What you have to do
Pictures do not belong in the copy; retype the records below exactly.

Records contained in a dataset
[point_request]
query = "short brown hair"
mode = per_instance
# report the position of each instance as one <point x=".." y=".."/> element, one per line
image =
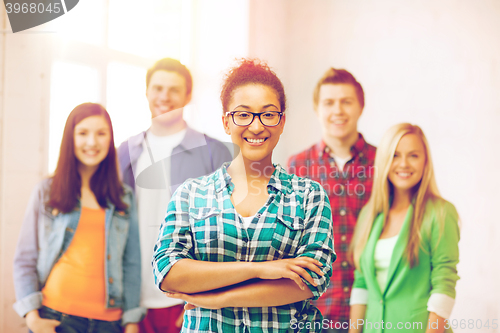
<point x="171" y="65"/>
<point x="339" y="76"/>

Answer space
[point_request]
query = "short brown hair"
mode = per_instance
# report the position of each instance as one <point x=".." y=".."/> element, one per line
image =
<point x="171" y="65"/>
<point x="339" y="76"/>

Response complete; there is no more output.